- [Your goal]: Turn the data below into a numbered list, from the first line through the line that contains "116 73 195 132", with both ends included and blank lines skipped.

- [Provided entries]:
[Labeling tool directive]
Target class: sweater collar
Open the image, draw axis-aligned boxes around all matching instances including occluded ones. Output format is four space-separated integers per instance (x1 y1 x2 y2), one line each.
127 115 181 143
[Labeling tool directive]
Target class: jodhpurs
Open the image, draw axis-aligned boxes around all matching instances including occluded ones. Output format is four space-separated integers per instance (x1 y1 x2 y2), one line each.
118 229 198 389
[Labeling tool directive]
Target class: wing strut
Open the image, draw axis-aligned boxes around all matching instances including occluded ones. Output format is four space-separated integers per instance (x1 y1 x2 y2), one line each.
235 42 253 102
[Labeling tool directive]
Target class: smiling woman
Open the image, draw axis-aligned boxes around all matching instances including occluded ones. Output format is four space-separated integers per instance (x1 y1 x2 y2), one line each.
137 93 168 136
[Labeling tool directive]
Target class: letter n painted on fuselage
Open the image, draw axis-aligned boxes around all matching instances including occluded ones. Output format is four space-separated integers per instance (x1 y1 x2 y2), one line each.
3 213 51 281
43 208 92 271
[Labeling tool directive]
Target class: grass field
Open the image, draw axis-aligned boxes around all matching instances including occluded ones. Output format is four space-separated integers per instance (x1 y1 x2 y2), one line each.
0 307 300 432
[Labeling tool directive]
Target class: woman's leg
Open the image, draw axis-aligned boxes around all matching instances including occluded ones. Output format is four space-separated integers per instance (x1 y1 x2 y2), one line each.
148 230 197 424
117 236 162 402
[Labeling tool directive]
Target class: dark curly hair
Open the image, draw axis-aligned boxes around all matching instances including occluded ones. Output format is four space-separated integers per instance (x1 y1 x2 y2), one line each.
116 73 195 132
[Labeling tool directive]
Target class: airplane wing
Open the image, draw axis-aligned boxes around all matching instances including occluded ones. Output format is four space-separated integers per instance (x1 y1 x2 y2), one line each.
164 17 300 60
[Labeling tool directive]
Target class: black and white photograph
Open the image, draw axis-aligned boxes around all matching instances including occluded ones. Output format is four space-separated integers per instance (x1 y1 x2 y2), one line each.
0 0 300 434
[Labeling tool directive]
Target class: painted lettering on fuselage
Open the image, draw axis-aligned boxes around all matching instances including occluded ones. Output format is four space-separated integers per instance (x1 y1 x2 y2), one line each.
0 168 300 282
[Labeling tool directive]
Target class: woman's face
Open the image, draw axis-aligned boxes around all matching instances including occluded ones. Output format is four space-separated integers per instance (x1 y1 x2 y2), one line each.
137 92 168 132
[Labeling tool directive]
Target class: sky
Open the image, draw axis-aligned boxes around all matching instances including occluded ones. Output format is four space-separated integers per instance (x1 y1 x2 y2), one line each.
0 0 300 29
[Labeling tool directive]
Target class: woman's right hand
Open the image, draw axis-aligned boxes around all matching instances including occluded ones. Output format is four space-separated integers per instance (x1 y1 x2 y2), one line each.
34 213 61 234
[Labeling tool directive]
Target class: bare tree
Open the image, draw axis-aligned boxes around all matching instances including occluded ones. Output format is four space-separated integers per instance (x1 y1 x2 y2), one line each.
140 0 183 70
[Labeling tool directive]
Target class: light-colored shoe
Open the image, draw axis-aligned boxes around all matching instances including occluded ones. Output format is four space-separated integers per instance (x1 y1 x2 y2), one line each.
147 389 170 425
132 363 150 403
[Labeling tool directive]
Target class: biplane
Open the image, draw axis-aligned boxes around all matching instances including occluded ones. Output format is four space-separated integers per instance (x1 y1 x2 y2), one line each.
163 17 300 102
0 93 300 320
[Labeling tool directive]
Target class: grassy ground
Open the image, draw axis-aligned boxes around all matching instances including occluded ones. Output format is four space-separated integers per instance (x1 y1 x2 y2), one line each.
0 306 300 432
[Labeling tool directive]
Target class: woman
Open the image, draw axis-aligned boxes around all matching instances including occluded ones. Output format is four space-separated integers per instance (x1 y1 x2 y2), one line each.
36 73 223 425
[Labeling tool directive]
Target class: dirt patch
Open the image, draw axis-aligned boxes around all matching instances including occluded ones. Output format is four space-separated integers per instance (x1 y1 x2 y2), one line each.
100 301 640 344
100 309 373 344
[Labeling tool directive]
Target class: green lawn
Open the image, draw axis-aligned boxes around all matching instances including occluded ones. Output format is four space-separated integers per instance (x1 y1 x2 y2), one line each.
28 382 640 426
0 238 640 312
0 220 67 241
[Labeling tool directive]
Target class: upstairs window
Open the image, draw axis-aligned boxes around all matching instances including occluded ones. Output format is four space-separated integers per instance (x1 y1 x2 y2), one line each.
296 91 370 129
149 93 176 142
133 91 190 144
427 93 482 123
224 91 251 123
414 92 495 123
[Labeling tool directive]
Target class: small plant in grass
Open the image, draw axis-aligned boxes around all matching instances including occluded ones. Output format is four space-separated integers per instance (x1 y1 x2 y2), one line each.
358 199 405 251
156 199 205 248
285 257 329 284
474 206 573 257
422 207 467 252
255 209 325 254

- [Output]:
1. [Labeling tool directive]
2. Target class: sweater collar
3. Open the image, draw axis-aligned boxes around all matching instances including occluded ones. Output format is four space-separated integers per instance (x1 y1 x2 y2), one line each.
4. 127 115 181 143
5. [Labeling tool directive]
6. Target class: jodhpurs
7. Open the image, draw axis-aligned boxes around all matching instances including occluded ones. Output format is four space-separated integers per instance (x1 y1 x2 y2), one line each.
8. 118 229 198 389
9. [Labeling tool directive]
10. Target class: wing strut
11. Open the image, draw axis-aligned boxes around all matching instances including occluded ones. Output format is four space-separated integers per instance (x1 y1 x2 y2), one line each.
12. 235 42 253 102
13. [Labeling tool directive]
14. Target class: smiling woman
15. Open the image, draw axis-aligned boxes around all matching instances including occluded ones. Output format is four space-separated integers per instance (x1 y1 x2 y2), one line each.
16. 137 93 168 136
17. [Labeling tool directive]
18. Target class: letter n painted on fuselage
19. Open the image, draw axis-aligned boxes around all matching instances including occluded ones. Output format is four space-separated integers per instance (x1 y1 x2 y2), one line each.
20. 3 213 51 281
21. 43 208 92 271
22. [Labeling tool directive]
23. Target class: grass field
24. Open the image, draw axis-aligned boxes around all matching instances including occluded ones. Output format is four space-separated integers per instance (x1 y1 x2 y2), one line each.
25. 0 307 300 432
26. [Labeling tool directive]
27. Target class: woman's leg
28. Open the image, draw axis-aligned boxes around all matching instances including occluded ones. Output format is four space-separated integers per instance (x1 y1 x2 y2), one line each.
29. 148 230 197 424
30. 117 236 162 402
31. [Labeling tool directive]
32. Target class: dark curly hair
33. Open the image, draw axis-aligned boxes around all matching instances including occluded ones. Output format is four space-separated integers per instance (x1 y1 x2 y2), one line each.
34. 116 73 195 132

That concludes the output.